## ARBEITSANWEISUNG
Gib jede Zeile der folgenden Einträge zurück, in der das Wort „face“ vorkommt.

## EINGABEDATEN
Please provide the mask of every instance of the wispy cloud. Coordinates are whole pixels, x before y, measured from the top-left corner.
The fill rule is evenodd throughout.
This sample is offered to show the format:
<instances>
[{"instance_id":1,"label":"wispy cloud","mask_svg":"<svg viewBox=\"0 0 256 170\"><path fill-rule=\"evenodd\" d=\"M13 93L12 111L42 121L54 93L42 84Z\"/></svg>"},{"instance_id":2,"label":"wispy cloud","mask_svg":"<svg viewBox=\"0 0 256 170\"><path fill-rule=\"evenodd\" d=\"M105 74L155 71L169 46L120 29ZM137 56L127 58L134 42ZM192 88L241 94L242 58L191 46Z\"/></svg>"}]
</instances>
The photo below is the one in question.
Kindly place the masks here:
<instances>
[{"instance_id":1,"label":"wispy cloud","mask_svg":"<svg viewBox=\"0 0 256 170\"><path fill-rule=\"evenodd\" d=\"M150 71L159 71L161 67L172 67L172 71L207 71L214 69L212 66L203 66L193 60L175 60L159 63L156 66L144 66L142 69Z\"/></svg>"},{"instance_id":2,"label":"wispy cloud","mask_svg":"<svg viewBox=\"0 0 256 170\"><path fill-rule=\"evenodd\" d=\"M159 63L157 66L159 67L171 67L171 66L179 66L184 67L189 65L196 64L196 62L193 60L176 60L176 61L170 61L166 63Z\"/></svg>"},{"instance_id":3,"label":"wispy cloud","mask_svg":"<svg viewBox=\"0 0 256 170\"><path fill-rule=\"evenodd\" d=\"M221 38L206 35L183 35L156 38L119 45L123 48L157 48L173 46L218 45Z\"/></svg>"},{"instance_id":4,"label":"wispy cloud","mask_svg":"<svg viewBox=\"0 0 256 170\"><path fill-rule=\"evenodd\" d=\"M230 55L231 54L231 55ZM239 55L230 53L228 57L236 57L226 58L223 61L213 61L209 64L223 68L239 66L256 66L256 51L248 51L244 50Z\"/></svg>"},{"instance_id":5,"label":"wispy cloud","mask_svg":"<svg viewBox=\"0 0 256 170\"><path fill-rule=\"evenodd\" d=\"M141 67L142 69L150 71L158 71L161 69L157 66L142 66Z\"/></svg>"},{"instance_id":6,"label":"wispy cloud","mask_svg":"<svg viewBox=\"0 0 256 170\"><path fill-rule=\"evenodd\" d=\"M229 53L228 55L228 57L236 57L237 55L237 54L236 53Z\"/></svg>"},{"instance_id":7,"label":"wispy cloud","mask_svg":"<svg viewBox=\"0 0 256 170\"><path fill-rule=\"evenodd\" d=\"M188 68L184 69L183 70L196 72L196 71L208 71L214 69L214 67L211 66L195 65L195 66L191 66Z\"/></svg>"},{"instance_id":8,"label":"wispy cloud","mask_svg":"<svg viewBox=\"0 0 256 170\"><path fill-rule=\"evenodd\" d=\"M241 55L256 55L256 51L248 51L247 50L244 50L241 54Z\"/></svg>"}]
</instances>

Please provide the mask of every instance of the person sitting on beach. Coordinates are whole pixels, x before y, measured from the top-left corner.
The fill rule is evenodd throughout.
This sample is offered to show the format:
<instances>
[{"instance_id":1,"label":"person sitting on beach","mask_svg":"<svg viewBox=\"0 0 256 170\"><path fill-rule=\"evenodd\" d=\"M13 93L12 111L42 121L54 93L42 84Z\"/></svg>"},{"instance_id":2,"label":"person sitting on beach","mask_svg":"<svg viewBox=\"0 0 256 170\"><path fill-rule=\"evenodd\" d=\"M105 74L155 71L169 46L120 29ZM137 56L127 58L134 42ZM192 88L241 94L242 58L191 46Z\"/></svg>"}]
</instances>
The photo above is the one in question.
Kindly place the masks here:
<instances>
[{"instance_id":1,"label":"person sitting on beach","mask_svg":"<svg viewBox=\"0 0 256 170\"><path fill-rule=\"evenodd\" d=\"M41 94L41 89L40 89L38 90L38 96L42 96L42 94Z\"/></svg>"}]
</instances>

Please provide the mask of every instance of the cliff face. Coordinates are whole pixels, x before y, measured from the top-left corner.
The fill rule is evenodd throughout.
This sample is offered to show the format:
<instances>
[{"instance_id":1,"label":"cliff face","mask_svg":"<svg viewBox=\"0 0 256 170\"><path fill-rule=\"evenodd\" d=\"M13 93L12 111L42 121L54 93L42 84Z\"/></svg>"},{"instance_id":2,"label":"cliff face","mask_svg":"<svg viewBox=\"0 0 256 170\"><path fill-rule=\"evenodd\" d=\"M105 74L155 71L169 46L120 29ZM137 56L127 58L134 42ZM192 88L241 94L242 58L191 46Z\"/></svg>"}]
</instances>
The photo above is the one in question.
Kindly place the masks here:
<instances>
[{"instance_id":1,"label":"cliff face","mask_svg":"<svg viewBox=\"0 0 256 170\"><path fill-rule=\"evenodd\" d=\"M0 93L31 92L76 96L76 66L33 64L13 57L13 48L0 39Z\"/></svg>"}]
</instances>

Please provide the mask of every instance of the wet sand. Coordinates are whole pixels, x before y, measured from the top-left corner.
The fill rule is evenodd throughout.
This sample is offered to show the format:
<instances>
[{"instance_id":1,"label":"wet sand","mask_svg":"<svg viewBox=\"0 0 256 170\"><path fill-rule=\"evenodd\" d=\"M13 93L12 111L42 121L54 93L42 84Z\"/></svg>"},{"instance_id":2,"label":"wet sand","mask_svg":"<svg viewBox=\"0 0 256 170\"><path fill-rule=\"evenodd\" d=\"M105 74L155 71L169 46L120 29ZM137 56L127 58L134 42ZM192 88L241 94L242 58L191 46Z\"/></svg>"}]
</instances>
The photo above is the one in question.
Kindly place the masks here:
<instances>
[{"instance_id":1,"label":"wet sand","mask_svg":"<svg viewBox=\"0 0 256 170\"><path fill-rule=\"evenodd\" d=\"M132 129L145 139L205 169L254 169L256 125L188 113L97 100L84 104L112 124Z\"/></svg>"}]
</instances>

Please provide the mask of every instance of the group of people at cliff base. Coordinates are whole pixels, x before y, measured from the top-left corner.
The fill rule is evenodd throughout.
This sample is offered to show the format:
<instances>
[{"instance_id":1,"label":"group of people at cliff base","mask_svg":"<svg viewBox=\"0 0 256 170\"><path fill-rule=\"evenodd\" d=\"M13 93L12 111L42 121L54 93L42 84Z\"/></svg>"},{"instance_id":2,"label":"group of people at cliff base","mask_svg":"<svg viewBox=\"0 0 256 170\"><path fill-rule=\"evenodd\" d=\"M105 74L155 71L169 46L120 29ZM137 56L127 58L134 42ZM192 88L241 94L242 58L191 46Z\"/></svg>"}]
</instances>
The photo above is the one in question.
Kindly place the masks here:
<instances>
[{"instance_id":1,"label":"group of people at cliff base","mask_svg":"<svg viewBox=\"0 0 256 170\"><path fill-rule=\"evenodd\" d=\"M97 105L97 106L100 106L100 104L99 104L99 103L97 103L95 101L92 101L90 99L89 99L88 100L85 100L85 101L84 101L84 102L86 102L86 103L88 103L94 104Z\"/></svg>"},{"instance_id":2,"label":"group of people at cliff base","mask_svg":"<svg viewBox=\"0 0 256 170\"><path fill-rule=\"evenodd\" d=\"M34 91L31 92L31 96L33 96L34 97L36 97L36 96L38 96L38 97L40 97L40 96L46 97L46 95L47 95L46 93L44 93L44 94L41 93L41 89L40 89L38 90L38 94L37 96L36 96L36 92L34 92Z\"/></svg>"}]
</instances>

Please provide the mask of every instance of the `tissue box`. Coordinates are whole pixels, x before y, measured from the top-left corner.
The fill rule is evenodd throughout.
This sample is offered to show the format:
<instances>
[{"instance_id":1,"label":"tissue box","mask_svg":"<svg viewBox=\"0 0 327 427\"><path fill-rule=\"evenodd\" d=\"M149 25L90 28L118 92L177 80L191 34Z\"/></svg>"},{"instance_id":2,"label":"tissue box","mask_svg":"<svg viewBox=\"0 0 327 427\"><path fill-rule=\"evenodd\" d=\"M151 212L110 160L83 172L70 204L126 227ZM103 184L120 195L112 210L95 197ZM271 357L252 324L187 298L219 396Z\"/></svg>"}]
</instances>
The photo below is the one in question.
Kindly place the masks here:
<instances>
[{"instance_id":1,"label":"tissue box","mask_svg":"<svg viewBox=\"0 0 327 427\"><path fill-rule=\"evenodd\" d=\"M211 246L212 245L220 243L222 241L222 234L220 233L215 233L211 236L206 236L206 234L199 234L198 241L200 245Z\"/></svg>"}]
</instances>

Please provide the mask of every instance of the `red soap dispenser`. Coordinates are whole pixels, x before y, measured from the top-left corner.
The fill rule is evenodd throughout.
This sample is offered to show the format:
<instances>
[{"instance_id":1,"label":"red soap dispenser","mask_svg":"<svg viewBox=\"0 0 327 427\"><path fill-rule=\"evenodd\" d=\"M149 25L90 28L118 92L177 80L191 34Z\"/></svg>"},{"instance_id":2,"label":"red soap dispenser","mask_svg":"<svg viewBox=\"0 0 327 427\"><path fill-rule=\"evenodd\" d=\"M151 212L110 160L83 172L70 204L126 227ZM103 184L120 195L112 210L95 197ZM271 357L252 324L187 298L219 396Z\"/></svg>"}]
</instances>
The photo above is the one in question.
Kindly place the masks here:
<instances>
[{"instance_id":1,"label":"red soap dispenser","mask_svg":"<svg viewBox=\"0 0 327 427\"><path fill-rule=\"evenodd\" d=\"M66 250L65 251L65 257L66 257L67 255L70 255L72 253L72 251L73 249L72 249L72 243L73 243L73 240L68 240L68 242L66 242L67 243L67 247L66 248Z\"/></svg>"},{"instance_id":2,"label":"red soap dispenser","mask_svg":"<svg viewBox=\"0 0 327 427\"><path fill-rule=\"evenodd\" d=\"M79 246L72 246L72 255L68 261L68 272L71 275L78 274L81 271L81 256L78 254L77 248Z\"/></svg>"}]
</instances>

## LÖSUNG
Please provide the mask of every instance of the cliff face. Coordinates are whole pixels, x before y, measured from the top-left corner.
[{"instance_id":1,"label":"cliff face","mask_svg":"<svg viewBox=\"0 0 256 170\"><path fill-rule=\"evenodd\" d=\"M13 93L12 111L42 121L54 93L42 84Z\"/></svg>"},{"instance_id":2,"label":"cliff face","mask_svg":"<svg viewBox=\"0 0 256 170\"><path fill-rule=\"evenodd\" d=\"M105 74L155 71L169 46L120 29ZM137 56L127 58L134 42ZM192 88L241 94L242 58L191 46Z\"/></svg>"}]
[{"instance_id":1,"label":"cliff face","mask_svg":"<svg viewBox=\"0 0 256 170\"><path fill-rule=\"evenodd\" d=\"M0 93L31 92L76 96L76 66L33 64L13 57L13 48L0 39Z\"/></svg>"}]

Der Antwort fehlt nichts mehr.